• [Document text]:
** BEGIN **
Liquidation of an organization is a direct basis for the dismissal of employees at the initiative of the employer (clause 1, part 1, article 81 of the Labor Code of the Russian Federation). The norm applies unconditionally - restrictions on the dismissal of certain categories of employees (pregnant women, on maternity leave) and related circumstances (vacation, sick leave, presence of another vacancy) do not apply. It is not necessary to obtain the employee’s consent, nor is it necessary to obtain special approval of the issue from the trade union organization.

The procedure for dismissal during liquidation of an organization: step-by-step instructions

The dismissal procedure due to termination of the employer’s activities involves the following stages:

  1. The adoption by the authorized body of a legal entity of a decision on the voluntary liquidation of an organization or the issuance of a court decision on forced liquidation.
  2. Appointment of a liquidator or creation of a liquidation commission.
  3. Preparing a liquidation plan is not a mandatory procedure, but is widely practiced to simplify and speed up the completion of all liquidation measures. The plan traditionally includes a clause on the dismissal of the organization’s employees and settlements.
  4. Preparation of a dismissal plan - for cases where there are many employees, dismissal is planned gradually, when it is necessary to postpone the dismissal of some hired employees (manager, accountant, members of the liquidation commission, etc.). The dismissal can take place in one day, but usually some employees need to be retained for a longer period of time. In this case:
  • everyone is notified of the dismissal at once, but with the expectation that the organization will be able to liquidate quickly enough;
  • some employees are notified later, but in such a way as to comply with the timing and order of all procedures;
  • They plan to dismiss everyone in one day, but after dismissal, civil contracts are concluded with the necessary employees until the completion of liquidation measures (it is advisable to agree on the issue in advance and ensure readiness for such a relationship).
** END **
Position identification records
** BEGIN **
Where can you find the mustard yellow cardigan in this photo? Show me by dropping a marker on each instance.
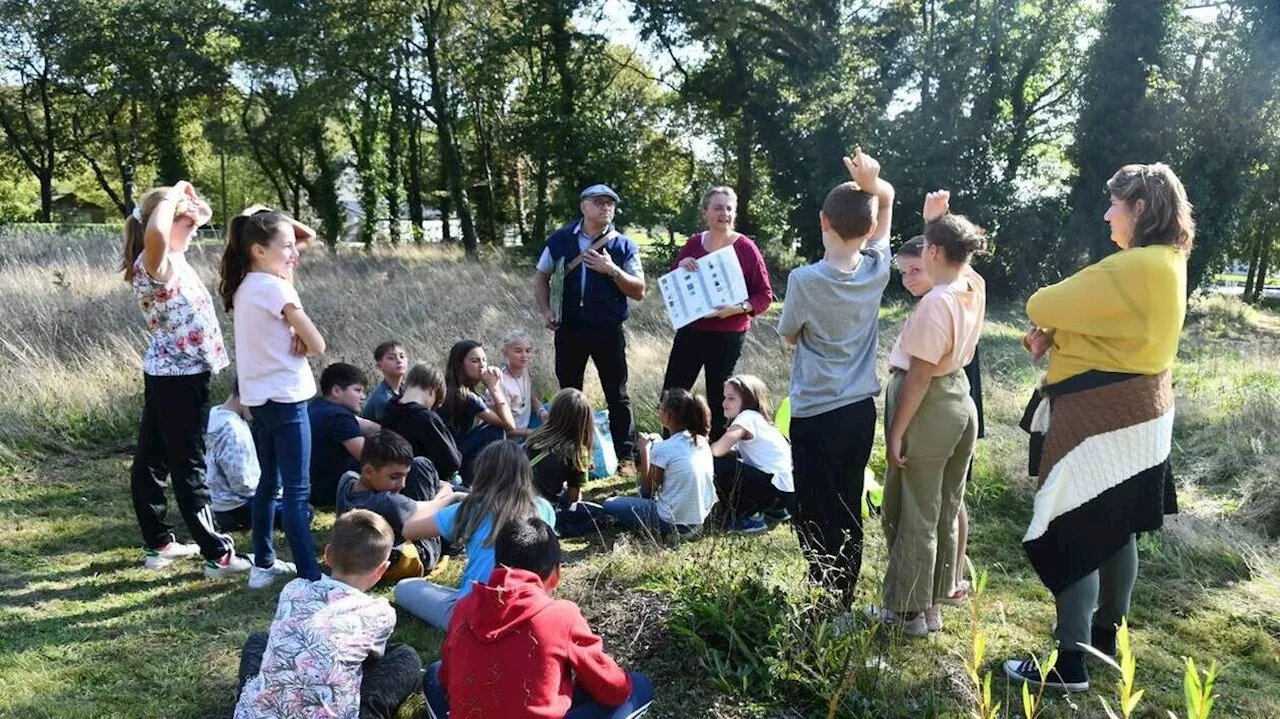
(1120, 315)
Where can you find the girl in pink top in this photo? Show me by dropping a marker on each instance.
(274, 337)
(931, 425)
(714, 343)
(184, 352)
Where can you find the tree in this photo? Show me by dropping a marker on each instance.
(32, 113)
(1120, 123)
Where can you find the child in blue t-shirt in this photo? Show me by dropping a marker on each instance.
(502, 490)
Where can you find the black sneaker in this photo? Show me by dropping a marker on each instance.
(1068, 674)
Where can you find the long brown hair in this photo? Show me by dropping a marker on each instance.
(568, 431)
(1166, 214)
(242, 233)
(136, 229)
(502, 489)
(689, 411)
(457, 387)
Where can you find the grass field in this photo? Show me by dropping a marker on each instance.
(86, 632)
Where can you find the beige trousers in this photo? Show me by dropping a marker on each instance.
(922, 502)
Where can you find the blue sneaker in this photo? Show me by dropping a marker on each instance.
(777, 516)
(748, 526)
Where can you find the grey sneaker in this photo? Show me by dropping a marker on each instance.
(160, 558)
(261, 578)
(228, 566)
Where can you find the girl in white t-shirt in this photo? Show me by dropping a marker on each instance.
(517, 348)
(677, 475)
(753, 459)
(273, 340)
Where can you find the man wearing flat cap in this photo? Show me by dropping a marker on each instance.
(595, 270)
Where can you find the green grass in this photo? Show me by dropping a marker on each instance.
(86, 632)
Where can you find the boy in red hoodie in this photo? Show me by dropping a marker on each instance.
(516, 653)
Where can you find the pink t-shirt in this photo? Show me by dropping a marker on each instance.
(945, 326)
(268, 371)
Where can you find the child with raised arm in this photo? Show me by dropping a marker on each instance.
(328, 651)
(513, 651)
(677, 475)
(502, 491)
(387, 465)
(273, 340)
(392, 362)
(414, 416)
(475, 424)
(186, 349)
(753, 459)
(517, 349)
(831, 316)
(931, 425)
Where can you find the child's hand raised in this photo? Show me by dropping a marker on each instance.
(863, 169)
(936, 205)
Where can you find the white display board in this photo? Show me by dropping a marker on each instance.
(718, 282)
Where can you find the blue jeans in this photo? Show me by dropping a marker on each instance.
(282, 433)
(639, 512)
(584, 706)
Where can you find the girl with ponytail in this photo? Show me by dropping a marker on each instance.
(186, 351)
(273, 340)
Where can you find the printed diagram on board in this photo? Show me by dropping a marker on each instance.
(691, 296)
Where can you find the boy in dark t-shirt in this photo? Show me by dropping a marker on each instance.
(387, 463)
(337, 431)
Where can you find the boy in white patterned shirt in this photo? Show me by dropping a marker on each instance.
(327, 654)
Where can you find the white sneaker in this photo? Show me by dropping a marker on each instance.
(228, 566)
(933, 618)
(160, 558)
(914, 627)
(261, 578)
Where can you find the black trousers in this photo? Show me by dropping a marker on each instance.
(745, 490)
(172, 445)
(607, 347)
(830, 454)
(385, 685)
(694, 351)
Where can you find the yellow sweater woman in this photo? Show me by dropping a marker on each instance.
(1102, 422)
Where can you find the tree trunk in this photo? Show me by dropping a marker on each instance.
(414, 177)
(170, 160)
(393, 179)
(446, 204)
(323, 193)
(449, 155)
(1260, 284)
(1255, 259)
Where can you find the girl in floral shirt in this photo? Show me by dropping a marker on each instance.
(186, 349)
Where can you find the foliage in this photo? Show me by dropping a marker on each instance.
(494, 114)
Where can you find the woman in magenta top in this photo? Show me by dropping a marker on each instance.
(714, 342)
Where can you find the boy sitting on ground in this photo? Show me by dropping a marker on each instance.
(392, 362)
(327, 653)
(513, 651)
(387, 465)
(337, 431)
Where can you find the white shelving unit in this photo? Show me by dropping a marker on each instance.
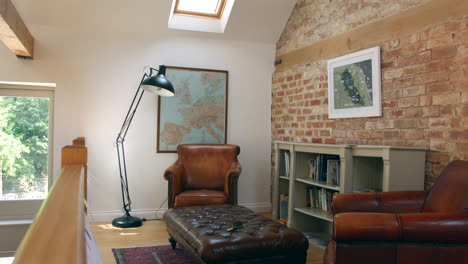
(362, 168)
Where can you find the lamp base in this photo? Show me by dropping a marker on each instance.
(127, 221)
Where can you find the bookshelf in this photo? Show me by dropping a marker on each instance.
(359, 168)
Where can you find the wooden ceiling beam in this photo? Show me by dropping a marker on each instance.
(13, 32)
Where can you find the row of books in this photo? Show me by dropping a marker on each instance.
(321, 198)
(325, 167)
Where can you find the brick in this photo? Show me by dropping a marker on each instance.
(446, 99)
(406, 123)
(387, 65)
(376, 134)
(414, 48)
(436, 88)
(414, 59)
(413, 91)
(381, 124)
(410, 70)
(391, 94)
(437, 31)
(458, 75)
(362, 134)
(437, 65)
(392, 54)
(432, 133)
(412, 112)
(442, 52)
(316, 140)
(461, 135)
(425, 100)
(430, 111)
(408, 101)
(439, 122)
(445, 40)
(456, 122)
(438, 145)
(411, 133)
(388, 134)
(392, 74)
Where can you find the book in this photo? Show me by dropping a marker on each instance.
(284, 206)
(333, 171)
(286, 164)
(323, 165)
(312, 168)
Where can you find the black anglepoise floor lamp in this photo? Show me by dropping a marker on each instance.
(158, 85)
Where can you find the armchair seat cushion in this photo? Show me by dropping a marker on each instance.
(200, 197)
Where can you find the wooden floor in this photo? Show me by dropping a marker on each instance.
(150, 234)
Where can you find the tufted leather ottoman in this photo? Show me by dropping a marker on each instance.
(202, 231)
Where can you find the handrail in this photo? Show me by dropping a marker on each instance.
(57, 234)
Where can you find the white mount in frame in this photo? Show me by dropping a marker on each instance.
(354, 85)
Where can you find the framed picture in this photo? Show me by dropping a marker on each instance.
(354, 85)
(197, 114)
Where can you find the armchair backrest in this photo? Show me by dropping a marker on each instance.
(206, 165)
(450, 192)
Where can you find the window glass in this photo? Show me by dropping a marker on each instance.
(199, 6)
(24, 147)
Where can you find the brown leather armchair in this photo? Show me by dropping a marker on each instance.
(406, 226)
(204, 174)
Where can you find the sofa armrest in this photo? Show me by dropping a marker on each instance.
(435, 227)
(385, 202)
(174, 175)
(230, 182)
(419, 227)
(366, 227)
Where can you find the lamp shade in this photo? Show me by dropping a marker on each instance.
(158, 84)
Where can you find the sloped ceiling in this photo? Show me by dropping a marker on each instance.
(251, 20)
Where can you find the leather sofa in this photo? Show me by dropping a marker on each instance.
(204, 174)
(406, 226)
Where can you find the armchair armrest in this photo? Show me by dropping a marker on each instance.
(174, 175)
(419, 227)
(385, 202)
(230, 182)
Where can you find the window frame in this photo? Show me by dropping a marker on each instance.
(217, 15)
(11, 210)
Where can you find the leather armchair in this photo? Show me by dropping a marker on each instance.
(406, 226)
(204, 174)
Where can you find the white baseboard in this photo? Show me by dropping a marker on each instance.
(150, 214)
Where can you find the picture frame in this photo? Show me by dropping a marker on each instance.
(197, 113)
(354, 84)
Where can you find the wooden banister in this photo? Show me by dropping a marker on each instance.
(57, 234)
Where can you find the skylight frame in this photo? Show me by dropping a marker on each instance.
(217, 15)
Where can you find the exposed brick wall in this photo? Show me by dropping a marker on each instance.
(315, 20)
(424, 97)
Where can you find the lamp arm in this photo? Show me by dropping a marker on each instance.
(119, 141)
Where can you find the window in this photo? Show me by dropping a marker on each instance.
(200, 15)
(206, 8)
(25, 144)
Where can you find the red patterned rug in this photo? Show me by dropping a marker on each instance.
(152, 255)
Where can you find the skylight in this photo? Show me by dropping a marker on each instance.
(200, 15)
(207, 8)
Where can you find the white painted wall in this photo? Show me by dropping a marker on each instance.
(97, 72)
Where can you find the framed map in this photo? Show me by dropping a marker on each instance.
(354, 85)
(197, 114)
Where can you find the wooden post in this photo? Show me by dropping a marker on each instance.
(77, 154)
(13, 31)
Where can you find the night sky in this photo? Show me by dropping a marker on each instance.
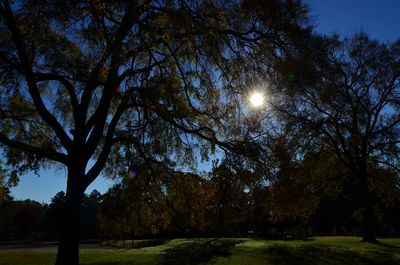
(378, 18)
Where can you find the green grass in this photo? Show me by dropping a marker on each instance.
(318, 250)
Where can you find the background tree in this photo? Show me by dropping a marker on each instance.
(77, 78)
(352, 101)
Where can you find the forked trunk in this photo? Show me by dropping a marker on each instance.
(68, 248)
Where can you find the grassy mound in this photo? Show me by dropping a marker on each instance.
(320, 250)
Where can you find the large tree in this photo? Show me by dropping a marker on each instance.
(86, 81)
(348, 99)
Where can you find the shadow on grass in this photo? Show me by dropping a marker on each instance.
(198, 251)
(387, 245)
(313, 254)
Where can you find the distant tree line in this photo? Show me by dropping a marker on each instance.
(309, 197)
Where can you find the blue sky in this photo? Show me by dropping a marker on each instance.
(379, 18)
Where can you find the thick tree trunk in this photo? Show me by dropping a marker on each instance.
(68, 248)
(368, 222)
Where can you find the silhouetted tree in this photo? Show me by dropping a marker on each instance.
(89, 81)
(350, 102)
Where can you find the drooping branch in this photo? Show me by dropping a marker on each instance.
(48, 153)
(31, 80)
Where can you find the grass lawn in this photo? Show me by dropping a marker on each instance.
(318, 250)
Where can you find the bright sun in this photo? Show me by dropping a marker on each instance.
(256, 99)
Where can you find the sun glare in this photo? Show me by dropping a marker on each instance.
(256, 99)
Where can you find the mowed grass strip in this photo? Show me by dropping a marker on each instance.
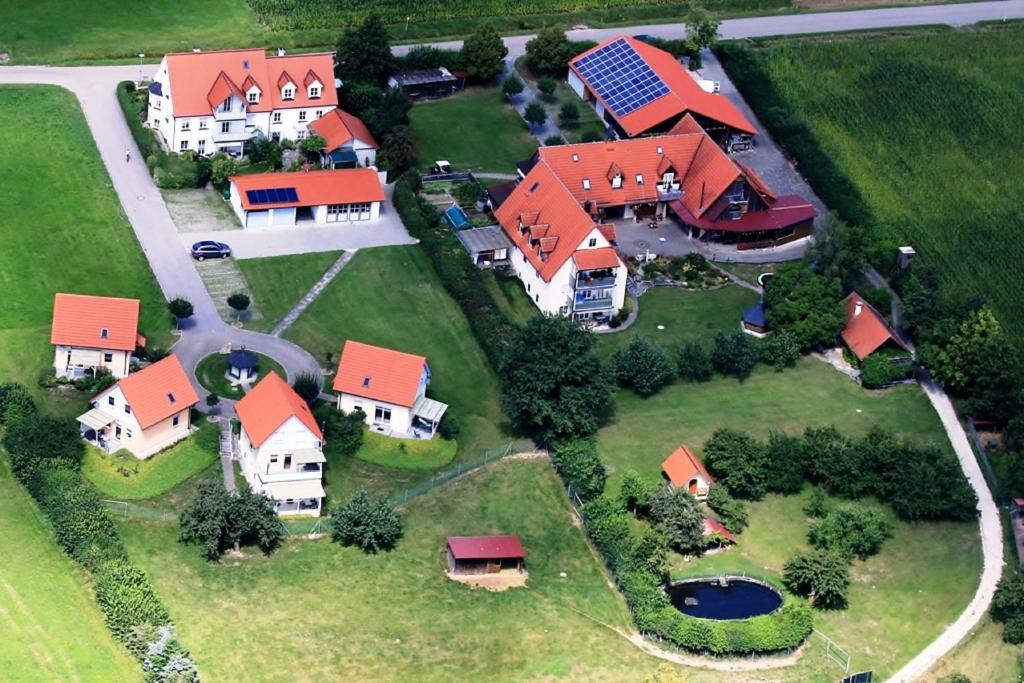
(475, 130)
(395, 616)
(930, 144)
(52, 629)
(62, 230)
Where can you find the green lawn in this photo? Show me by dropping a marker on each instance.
(926, 142)
(395, 616)
(684, 315)
(52, 628)
(475, 130)
(278, 283)
(123, 477)
(211, 373)
(391, 297)
(75, 240)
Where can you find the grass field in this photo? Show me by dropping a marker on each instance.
(684, 315)
(474, 129)
(52, 628)
(123, 477)
(211, 373)
(927, 142)
(280, 282)
(75, 240)
(323, 609)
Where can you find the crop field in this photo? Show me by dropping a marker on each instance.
(914, 136)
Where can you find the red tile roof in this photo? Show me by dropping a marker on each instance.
(158, 391)
(79, 321)
(194, 79)
(682, 466)
(379, 373)
(684, 95)
(338, 128)
(485, 547)
(865, 329)
(269, 404)
(344, 185)
(543, 203)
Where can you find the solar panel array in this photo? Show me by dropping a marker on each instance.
(621, 77)
(276, 196)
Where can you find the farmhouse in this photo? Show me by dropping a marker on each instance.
(219, 100)
(866, 331)
(307, 198)
(143, 413)
(91, 332)
(282, 446)
(685, 471)
(390, 388)
(471, 556)
(565, 260)
(347, 140)
(639, 89)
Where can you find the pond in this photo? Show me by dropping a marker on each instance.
(712, 598)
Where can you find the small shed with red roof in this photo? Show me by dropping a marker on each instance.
(484, 554)
(685, 471)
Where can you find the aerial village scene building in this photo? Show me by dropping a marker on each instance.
(511, 341)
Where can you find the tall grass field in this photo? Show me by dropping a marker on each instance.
(916, 136)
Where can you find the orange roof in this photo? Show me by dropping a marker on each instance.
(543, 202)
(865, 329)
(268, 406)
(704, 171)
(338, 128)
(343, 185)
(80, 319)
(196, 78)
(158, 391)
(603, 257)
(684, 94)
(682, 466)
(374, 372)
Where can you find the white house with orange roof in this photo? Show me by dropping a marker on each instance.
(307, 198)
(143, 413)
(282, 446)
(347, 140)
(93, 332)
(390, 388)
(218, 100)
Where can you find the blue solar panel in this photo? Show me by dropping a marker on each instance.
(273, 196)
(621, 77)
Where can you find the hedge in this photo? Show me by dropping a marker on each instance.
(463, 281)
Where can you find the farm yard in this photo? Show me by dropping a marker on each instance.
(916, 146)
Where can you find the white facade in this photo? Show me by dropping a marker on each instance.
(227, 127)
(288, 466)
(568, 293)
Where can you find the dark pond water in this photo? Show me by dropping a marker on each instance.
(737, 600)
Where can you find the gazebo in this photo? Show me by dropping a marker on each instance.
(243, 365)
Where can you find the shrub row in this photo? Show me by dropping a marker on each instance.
(45, 454)
(462, 280)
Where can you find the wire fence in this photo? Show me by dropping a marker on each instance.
(438, 478)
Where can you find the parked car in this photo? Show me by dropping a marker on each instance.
(210, 249)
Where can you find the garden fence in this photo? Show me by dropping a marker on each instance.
(438, 478)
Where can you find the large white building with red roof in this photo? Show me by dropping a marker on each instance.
(282, 446)
(218, 100)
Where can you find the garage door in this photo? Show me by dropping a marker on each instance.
(257, 218)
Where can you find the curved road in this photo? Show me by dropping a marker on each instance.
(206, 333)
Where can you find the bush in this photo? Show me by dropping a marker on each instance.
(643, 366)
(371, 526)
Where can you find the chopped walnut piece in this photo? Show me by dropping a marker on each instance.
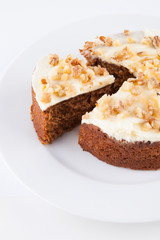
(138, 112)
(68, 58)
(155, 124)
(140, 54)
(119, 108)
(117, 43)
(76, 71)
(136, 90)
(43, 81)
(125, 53)
(129, 101)
(54, 59)
(156, 42)
(102, 38)
(146, 126)
(75, 62)
(109, 42)
(67, 69)
(146, 41)
(46, 97)
(130, 40)
(100, 71)
(150, 108)
(152, 83)
(64, 77)
(126, 32)
(88, 45)
(59, 90)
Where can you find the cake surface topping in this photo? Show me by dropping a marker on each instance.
(133, 113)
(55, 80)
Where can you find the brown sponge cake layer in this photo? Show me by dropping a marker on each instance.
(137, 155)
(64, 116)
(118, 71)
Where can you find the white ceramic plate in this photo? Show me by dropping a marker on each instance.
(62, 173)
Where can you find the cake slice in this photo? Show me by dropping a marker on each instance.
(63, 90)
(124, 129)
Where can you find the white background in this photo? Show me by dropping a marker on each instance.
(22, 214)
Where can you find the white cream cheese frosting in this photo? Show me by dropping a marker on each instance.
(133, 113)
(55, 80)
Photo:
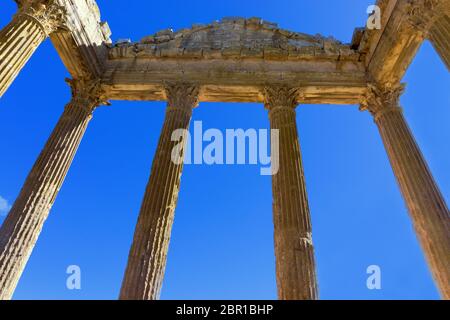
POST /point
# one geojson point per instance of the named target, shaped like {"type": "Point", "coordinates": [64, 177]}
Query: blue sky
{"type": "Point", "coordinates": [222, 243]}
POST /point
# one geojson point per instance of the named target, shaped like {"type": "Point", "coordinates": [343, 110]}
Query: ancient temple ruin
{"type": "Point", "coordinates": [231, 60]}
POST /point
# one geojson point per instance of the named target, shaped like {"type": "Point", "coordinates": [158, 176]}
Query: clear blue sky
{"type": "Point", "coordinates": [222, 245]}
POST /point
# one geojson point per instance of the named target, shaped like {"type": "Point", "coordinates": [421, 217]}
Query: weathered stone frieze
{"type": "Point", "coordinates": [235, 38]}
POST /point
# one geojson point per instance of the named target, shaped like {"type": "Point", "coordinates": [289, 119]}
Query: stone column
{"type": "Point", "coordinates": [439, 36]}
{"type": "Point", "coordinates": [295, 263]}
{"type": "Point", "coordinates": [22, 227]}
{"type": "Point", "coordinates": [21, 37]}
{"type": "Point", "coordinates": [147, 258]}
{"type": "Point", "coordinates": [426, 205]}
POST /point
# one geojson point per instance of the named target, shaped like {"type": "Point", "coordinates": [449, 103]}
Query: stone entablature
{"type": "Point", "coordinates": [235, 38]}
{"type": "Point", "coordinates": [232, 60]}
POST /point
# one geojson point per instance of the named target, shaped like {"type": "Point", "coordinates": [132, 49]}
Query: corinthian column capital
{"type": "Point", "coordinates": [48, 14]}
{"type": "Point", "coordinates": [87, 93]}
{"type": "Point", "coordinates": [379, 100]}
{"type": "Point", "coordinates": [280, 96]}
{"type": "Point", "coordinates": [421, 14]}
{"type": "Point", "coordinates": [182, 96]}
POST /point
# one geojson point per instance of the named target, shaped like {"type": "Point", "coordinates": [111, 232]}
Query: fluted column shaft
{"type": "Point", "coordinates": [426, 205]}
{"type": "Point", "coordinates": [147, 258]}
{"type": "Point", "coordinates": [295, 263]}
{"type": "Point", "coordinates": [24, 223]}
{"type": "Point", "coordinates": [21, 37]}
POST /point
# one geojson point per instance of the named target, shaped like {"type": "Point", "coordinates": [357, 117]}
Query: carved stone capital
{"type": "Point", "coordinates": [380, 100]}
{"type": "Point", "coordinates": [88, 94]}
{"type": "Point", "coordinates": [421, 14]}
{"type": "Point", "coordinates": [48, 14]}
{"type": "Point", "coordinates": [280, 96]}
{"type": "Point", "coordinates": [182, 96]}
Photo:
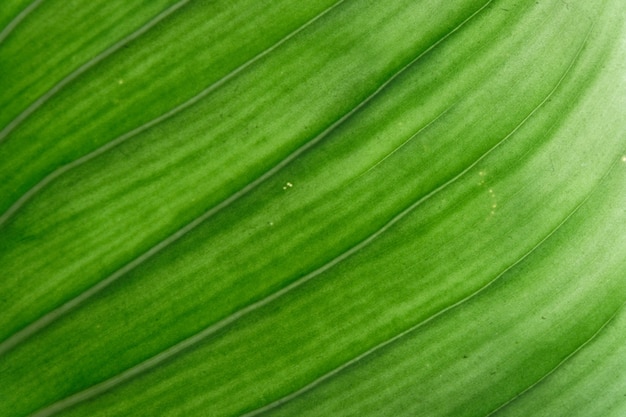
** END **
• [Problem to solve]:
Write out the entire text on dismissing employees when an organization is liquidated, word for word.

• [Reply to the task]:
Liquidation of an organization is a direct basis for the dismissal of employees at the initiative of the employer (clause 1, part 1, article 81 of the Labor Code of the Russian Federation). The norm applies unconditionally - restrictions on the dismissal of certain categories of employees (pregnant women, on maternity leave) and related circumstances (vacation, sick leave, presence of another vacancy) do not apply. It is not necessary to obtain the employee’s consent, nor is it necessary to obtain special approval of the issue from the trade union organization.

The procedure for dismissal during liquidation of an organization: step-by-step instructions

The dismissal procedure due to termination of the employer’s activities involves the following stages:

  1. The adoption by the authorized body of a legal entity of a decision on the voluntary liquidation of an organization or the issuance of a court decision on forced liquidation.
  2. Appointment of a liquidator or creation of a liquidation commission.
  3. Preparing a liquidation plan is not a mandatory procedure, but is widely practiced to simplify and speed up the completion of all liquidation measures. The plan traditionally includes a clause on the dismissal of the organization’s employees and settlements.
  4. Preparation of a dismissal plan - for cases where there are many employees, dismissal is planned gradually, when it is necessary to postpone the dismissal of some hired employees (manager, accountant, members of the liquidation commission, etc.). The dismissal can take place in one day, but usually some employees need to be retained for a longer period of time. In this case:
  • everyone is notified of the dismissal at once, but with the expectation that the organization will be able to liquidate quickly enough;
  • some employees are notified later, but in such a way as to comply with the timing and order of all procedures;
  • They plan to dismiss everyone in one day, but after dismissal, civil contracts are concluded with the necessary employees until the completion of liquidation measures (it is advisable to agree on the issue in advance and ensure readiness for such a relationship).